=== Excerpted data ===
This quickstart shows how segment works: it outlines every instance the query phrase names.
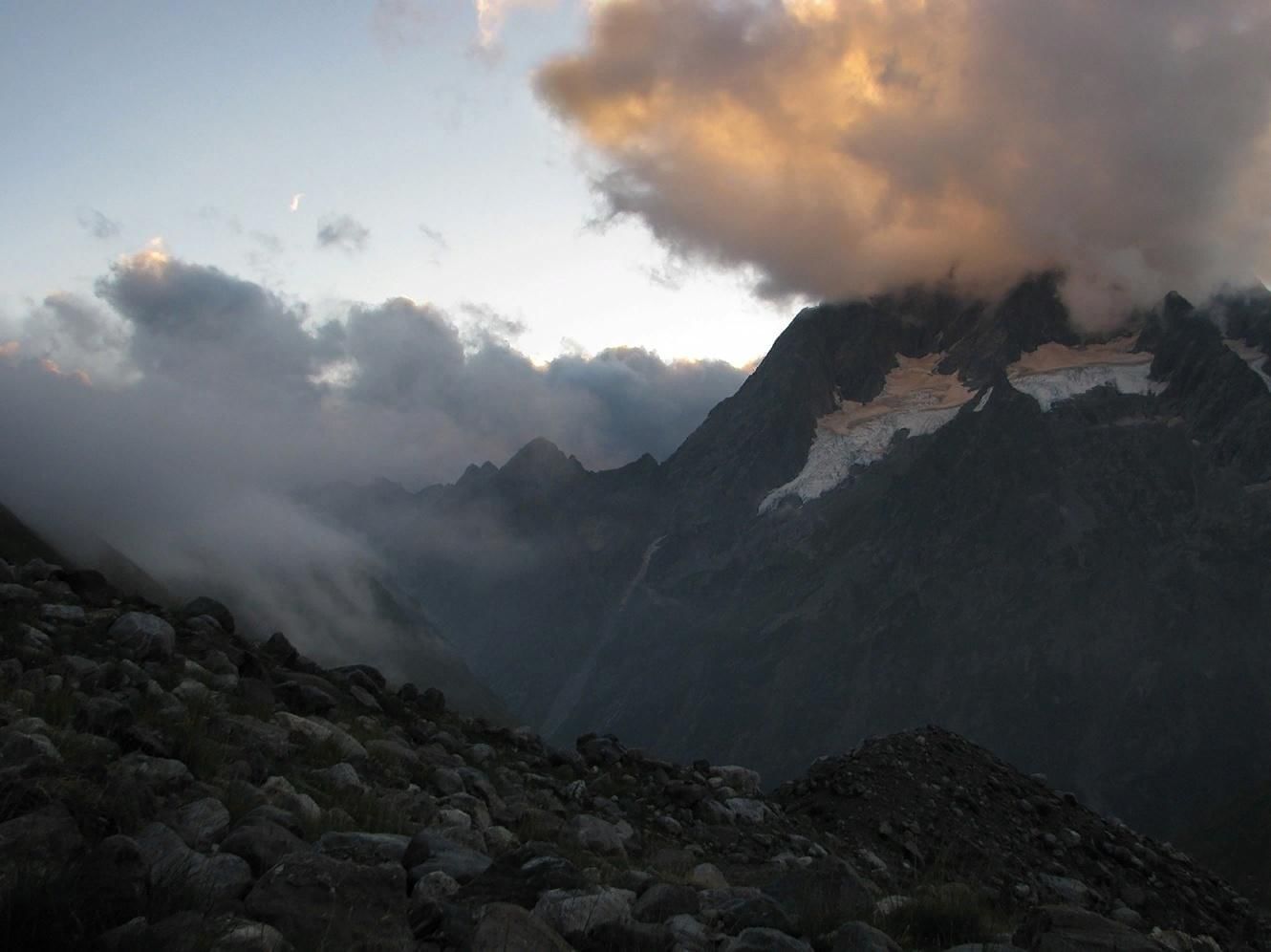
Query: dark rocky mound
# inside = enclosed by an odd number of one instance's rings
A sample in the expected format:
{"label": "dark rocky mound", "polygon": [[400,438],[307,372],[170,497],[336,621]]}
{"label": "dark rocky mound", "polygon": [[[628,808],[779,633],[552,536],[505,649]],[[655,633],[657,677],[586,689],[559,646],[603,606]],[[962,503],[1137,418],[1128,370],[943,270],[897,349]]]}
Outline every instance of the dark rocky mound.
{"label": "dark rocky mound", "polygon": [[873,745],[769,797],[745,768],[611,736],[558,750],[433,688],[322,667],[211,599],[169,611],[0,561],[0,948],[896,941],[1268,947],[1186,858],[952,735]]}
{"label": "dark rocky mound", "polygon": [[937,727],[817,760],[775,798],[789,816],[859,844],[863,868],[902,891],[937,871],[1021,906],[1066,902],[1224,947],[1258,939],[1249,900],[1186,854]]}

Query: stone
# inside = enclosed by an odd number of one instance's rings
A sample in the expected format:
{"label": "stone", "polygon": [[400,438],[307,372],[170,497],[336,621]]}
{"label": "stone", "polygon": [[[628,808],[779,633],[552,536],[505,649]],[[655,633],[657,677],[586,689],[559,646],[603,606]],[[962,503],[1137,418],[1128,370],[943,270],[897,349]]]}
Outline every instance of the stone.
{"label": "stone", "polygon": [[107,836],[76,866],[72,881],[80,897],[78,915],[104,932],[142,915],[149,897],[149,868],[136,840]]}
{"label": "stone", "polygon": [[177,644],[177,632],[158,615],[128,611],[107,629],[105,637],[119,646],[132,661],[170,658]]}
{"label": "stone", "polygon": [[684,881],[699,890],[728,888],[728,881],[714,863],[698,863],[689,869],[689,874],[684,877]]}
{"label": "stone", "polygon": [[1092,909],[1096,905],[1102,904],[1102,899],[1098,892],[1092,890],[1084,882],[1074,880],[1069,876],[1050,876],[1047,873],[1038,873],[1037,885],[1041,887],[1042,899],[1059,900],[1070,906],[1080,906],[1083,909]]}
{"label": "stone", "polygon": [[0,605],[34,605],[39,601],[39,592],[24,585],[0,585]]}
{"label": "stone", "polygon": [[746,929],[728,939],[721,952],[812,952],[812,947],[777,929]]}
{"label": "stone", "polygon": [[630,890],[548,890],[539,896],[534,915],[568,938],[573,933],[586,935],[605,923],[630,919],[634,901]]}
{"label": "stone", "polygon": [[1160,952],[1160,946],[1129,925],[1073,906],[1037,906],[1016,932],[1028,952]]}
{"label": "stone", "polygon": [[285,855],[310,849],[290,830],[272,822],[238,826],[221,840],[221,853],[241,857],[255,876],[263,874]]}
{"label": "stone", "polygon": [[766,803],[746,797],[731,797],[724,801],[724,806],[737,820],[746,824],[763,824],[773,815]]}
{"label": "stone", "polygon": [[699,920],[691,915],[672,915],[666,920],[666,930],[671,934],[671,941],[676,952],[713,952],[714,938]]}
{"label": "stone", "polygon": [[393,833],[324,833],[315,844],[319,853],[360,866],[402,866],[409,836]]}
{"label": "stone", "polygon": [[623,855],[623,838],[618,827],[591,813],[578,813],[566,822],[569,839],[582,849],[600,855]]}
{"label": "stone", "polygon": [[480,909],[470,952],[571,952],[541,918],[508,902],[489,902]]}
{"label": "stone", "polygon": [[0,824],[0,890],[19,878],[60,872],[83,848],[74,817],[60,803]]}
{"label": "stone", "polygon": [[[419,859],[421,854],[425,855],[423,859]],[[486,872],[492,862],[486,854],[460,845],[436,830],[419,830],[411,839],[402,859],[403,866],[411,871],[412,883],[436,871],[458,882],[468,882]]]}
{"label": "stone", "polygon": [[314,778],[320,779],[334,791],[365,791],[366,784],[357,775],[357,768],[347,761],[334,764],[322,770],[314,770]]}
{"label": "stone", "polygon": [[726,787],[731,787],[741,793],[759,793],[761,778],[758,770],[745,766],[712,766],[710,775],[723,780]]}
{"label": "stone", "polygon": [[764,892],[796,919],[846,923],[868,916],[874,908],[871,883],[848,863],[834,859],[791,869],[765,883]]}
{"label": "stone", "polygon": [[632,916],[641,923],[665,923],[676,915],[697,915],[700,909],[698,891],[691,886],[657,882],[636,900]]}
{"label": "stone", "polygon": [[88,620],[79,605],[41,605],[39,616],[46,622],[65,625],[81,625]]}
{"label": "stone", "polygon": [[574,741],[573,746],[587,766],[611,766],[622,760],[623,754],[627,752],[627,747],[619,744],[611,733],[604,736],[585,733]]}
{"label": "stone", "polygon": [[56,772],[62,754],[43,733],[14,728],[0,731],[0,778],[14,780]]}
{"label": "stone", "polygon": [[159,796],[175,793],[194,782],[189,768],[179,760],[127,754],[109,768],[117,780],[147,787]]}
{"label": "stone", "polygon": [[302,949],[408,952],[405,871],[319,853],[283,857],[252,887],[248,914]]}
{"label": "stone", "polygon": [[699,900],[703,915],[718,924],[721,932],[736,934],[749,928],[794,932],[789,913],[756,888],[704,890]]}
{"label": "stone", "polygon": [[868,923],[844,923],[834,930],[831,952],[900,952],[900,944]]}
{"label": "stone", "polygon": [[272,925],[235,918],[221,927],[207,952],[295,952],[295,946]]}
{"label": "stone", "polygon": [[169,826],[191,849],[206,852],[230,829],[230,811],[215,797],[186,803],[170,817]]}
{"label": "stone", "polygon": [[210,599],[206,595],[201,595],[197,599],[186,602],[186,606],[180,610],[182,618],[198,618],[200,615],[207,615],[216,620],[216,624],[221,627],[221,630],[234,633],[234,615],[230,613],[224,604],[216,599]]}

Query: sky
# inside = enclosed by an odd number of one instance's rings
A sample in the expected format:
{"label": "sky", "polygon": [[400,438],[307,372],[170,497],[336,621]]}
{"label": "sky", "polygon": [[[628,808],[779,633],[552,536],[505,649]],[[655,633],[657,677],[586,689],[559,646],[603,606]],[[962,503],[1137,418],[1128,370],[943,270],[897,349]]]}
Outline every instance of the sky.
{"label": "sky", "polygon": [[482,46],[469,0],[0,3],[18,186],[0,193],[0,309],[92,296],[161,238],[319,316],[398,296],[492,309],[538,361],[761,356],[788,301],[602,224],[587,156],[530,81],[585,28],[574,4],[508,10]]}
{"label": "sky", "polygon": [[666,459],[803,303],[1265,282],[1268,50],[1266,0],[0,0],[0,502],[369,604],[297,489]]}

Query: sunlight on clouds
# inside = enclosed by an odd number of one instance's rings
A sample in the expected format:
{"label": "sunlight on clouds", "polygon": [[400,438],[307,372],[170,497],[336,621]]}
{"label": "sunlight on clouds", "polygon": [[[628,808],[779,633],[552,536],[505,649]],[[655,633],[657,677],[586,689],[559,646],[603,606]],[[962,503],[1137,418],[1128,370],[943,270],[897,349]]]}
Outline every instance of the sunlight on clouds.
{"label": "sunlight on clouds", "polygon": [[1061,266],[1093,314],[1271,267],[1268,46],[1265,0],[611,0],[536,83],[614,212],[761,294]]}

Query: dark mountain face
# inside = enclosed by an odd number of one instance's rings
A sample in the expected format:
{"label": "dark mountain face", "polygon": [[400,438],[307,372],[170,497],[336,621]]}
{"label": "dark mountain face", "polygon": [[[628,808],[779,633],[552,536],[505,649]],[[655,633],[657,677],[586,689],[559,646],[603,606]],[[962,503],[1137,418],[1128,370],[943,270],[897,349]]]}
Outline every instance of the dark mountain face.
{"label": "dark mountain face", "polygon": [[1088,347],[1050,275],[813,308],[661,466],[328,507],[557,737],[779,780],[934,722],[1169,834],[1271,778],[1268,301]]}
===
→ The task
Reproduce the lines verbatim, starting at the one containing "Query: dark mountain face" and continuing through the final line of the items above.

→ Answer in full
Query: dark mountain face
# inside = enclosed by an odd number of one instance's rings
A sample in the expected format:
{"label": "dark mountain face", "polygon": [[400,438],[307,372],[170,497],[336,621]]}
{"label": "dark mountain face", "polygon": [[[628,808],[779,633],[552,536],[505,649]],[[655,633],[657,677],[586,689],[559,646],[603,606]],[[962,503],[1137,418],[1128,370],[943,270],[897,349]]]}
Outline every instance of the dark mountain face.
{"label": "dark mountain face", "polygon": [[1088,347],[1050,275],[813,308],[661,466],[328,507],[557,737],[779,780],[934,722],[1169,834],[1271,778],[1268,301]]}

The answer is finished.